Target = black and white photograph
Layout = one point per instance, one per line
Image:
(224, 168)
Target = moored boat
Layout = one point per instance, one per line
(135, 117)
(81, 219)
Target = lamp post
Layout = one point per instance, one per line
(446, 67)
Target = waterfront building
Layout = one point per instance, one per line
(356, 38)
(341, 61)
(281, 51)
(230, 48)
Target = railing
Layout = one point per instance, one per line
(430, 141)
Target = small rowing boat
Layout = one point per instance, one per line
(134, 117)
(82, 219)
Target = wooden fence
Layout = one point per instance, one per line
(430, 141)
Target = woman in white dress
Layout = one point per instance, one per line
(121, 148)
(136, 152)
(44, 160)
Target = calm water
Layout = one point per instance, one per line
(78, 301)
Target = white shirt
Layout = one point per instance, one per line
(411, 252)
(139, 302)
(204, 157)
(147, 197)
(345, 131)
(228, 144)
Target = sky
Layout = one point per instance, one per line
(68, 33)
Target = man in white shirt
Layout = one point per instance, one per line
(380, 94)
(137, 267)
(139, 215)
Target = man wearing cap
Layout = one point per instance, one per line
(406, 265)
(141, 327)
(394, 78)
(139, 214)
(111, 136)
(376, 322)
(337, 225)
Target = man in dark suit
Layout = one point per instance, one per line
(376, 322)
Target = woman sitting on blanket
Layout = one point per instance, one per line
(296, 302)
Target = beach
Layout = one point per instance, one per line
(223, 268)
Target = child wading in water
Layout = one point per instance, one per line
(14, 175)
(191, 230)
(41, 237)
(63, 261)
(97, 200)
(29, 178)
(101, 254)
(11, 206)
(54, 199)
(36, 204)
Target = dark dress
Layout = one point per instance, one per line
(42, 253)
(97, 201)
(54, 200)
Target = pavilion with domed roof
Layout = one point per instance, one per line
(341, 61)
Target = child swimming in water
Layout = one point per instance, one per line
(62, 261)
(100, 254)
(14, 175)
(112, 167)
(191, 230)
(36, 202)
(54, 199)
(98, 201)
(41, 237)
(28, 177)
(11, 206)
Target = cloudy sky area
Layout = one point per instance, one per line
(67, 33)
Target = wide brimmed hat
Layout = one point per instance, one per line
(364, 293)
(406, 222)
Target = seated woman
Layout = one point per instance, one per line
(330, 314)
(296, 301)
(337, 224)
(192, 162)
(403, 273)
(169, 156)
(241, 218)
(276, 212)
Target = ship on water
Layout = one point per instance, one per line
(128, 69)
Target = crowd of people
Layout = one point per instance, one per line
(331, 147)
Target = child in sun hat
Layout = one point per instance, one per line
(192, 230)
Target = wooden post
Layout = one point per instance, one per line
______________________________
What you need to do -
Retype each entry without altering a single word.

Answer to this exercise -
Target = black and white photograph
Layout = one point per instance, one per line
Image:
(224, 168)
Target = moored boat
Layout = one point per instance, one per line
(135, 117)
(81, 219)
Target = lamp post
Layout = one point per instance, one per line
(446, 67)
Target = waterfront building
Layout = one point per instance, one per line
(356, 38)
(341, 61)
(281, 51)
(230, 48)
Target = railing
Layout = one point per instance, one per line
(430, 141)
Target = small rowing boat
Layout = one point per instance, one per line
(134, 117)
(82, 219)
Target = wooden fence
Layout = one point per instance, one per line
(430, 141)
Target = woman in white dress
Layout = one point per instance, one per line
(121, 148)
(136, 152)
(44, 160)
Target = calm water
Layout = one point per instance, one per line
(78, 301)
Target = white shirt
Layout = one point per instance, one per line
(411, 252)
(139, 302)
(204, 157)
(147, 197)
(345, 131)
(228, 144)
Target = sky
Layout = one point per instance, one per line
(68, 33)
Target = man in white shirt
Layout = one point per instance, one per line
(380, 94)
(137, 267)
(139, 215)
Target = man wearing cap
Layout = one point per instance, one per line
(406, 265)
(141, 327)
(394, 78)
(139, 214)
(111, 136)
(376, 322)
(337, 225)
Target = man in dark suit
Layout = one point per instance, one per line
(376, 322)
Target = woman sitting on blanket
Layout = one point per instance, one per line
(296, 302)
Target = beach
Layout = one point per instance, one per line
(223, 268)
Target = child wading in water
Layout = one point per instance, one per line
(14, 175)
(191, 230)
(41, 237)
(63, 261)
(97, 200)
(29, 178)
(101, 254)
(11, 206)
(54, 199)
(36, 204)
Target = dark dress
Layout = one point per instance, one per line
(42, 253)
(97, 201)
(54, 200)
Target = pavilion with domed roof
Layout = one point per instance, one per line
(341, 61)
Target = child swimming in water
Layout = one point per instance, one per line
(62, 261)
(100, 254)
(14, 175)
(112, 167)
(191, 230)
(36, 202)
(54, 199)
(98, 201)
(41, 237)
(28, 177)
(11, 206)
Target = cloudy sky area
Layout = one point per instance, one per line
(67, 33)
Target = wide brimmed hat
Layout = one point per instance, one per line
(364, 293)
(406, 222)
Target = seated woman
Layout = one point per instance, one per line
(330, 314)
(296, 301)
(337, 224)
(192, 162)
(403, 273)
(169, 156)
(241, 218)
(276, 212)
Target = ship on water
Layout = one point per instance, one per line
(128, 69)
Target = crowd of people
Layout = one point per instance, one per line
(331, 147)
Target = child in sun hat
Layout = one point per instance, one per line
(192, 230)
Target = wooden post
Layout = one point per instance, one per line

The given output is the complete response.